[Items from a data source]

-- Opening Marker --

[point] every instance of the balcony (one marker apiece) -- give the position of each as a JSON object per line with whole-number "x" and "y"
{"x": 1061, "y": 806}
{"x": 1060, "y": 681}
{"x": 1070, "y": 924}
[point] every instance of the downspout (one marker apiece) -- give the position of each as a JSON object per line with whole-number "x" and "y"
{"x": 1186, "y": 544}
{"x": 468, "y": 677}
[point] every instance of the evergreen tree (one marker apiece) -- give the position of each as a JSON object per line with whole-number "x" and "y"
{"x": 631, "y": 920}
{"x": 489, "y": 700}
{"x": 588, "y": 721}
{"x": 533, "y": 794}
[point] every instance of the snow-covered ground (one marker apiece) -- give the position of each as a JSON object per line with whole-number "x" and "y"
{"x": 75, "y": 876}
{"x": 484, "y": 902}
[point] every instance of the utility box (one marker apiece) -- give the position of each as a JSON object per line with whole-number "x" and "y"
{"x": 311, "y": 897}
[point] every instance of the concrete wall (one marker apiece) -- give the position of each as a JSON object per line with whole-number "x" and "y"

-- Closing Marker --

*What you are asked to do:* Nothing may be dropped or altered; repeat every record in full.

*Exercise result:*
[point] every instance of the balcony (one marker apiece) -- give the position of each as a JSON object per line with whole-number "x" and "y"
{"x": 1061, "y": 806}
{"x": 1060, "y": 681}
{"x": 1070, "y": 924}
[point] every instance of the downspout (one marker apiece) -- give the position of each as a JSON object per line with whole-number "x" and "y"
{"x": 1186, "y": 544}
{"x": 468, "y": 677}
[point] every instance of the evergreen tree (one marker apiece) -- give the position of each as a JSON object per line with whole-number "x" and "y"
{"x": 631, "y": 920}
{"x": 489, "y": 700}
{"x": 588, "y": 721}
{"x": 533, "y": 794}
[point] every instance of the snow-covered ground (one marker apiece) -- give the position of each as a JSON object per line with whole-number "x" and "y"
{"x": 75, "y": 876}
{"x": 484, "y": 902}
[point] every instance of the utility box (one marker apiece) -- give the position of each as a JSON object per line with whole-number "x" and "y"
{"x": 311, "y": 897}
[point] every instance of the concrete wall (one marker apiece) -- give the position of each as a JSON object per line with whole-number "x" and "y"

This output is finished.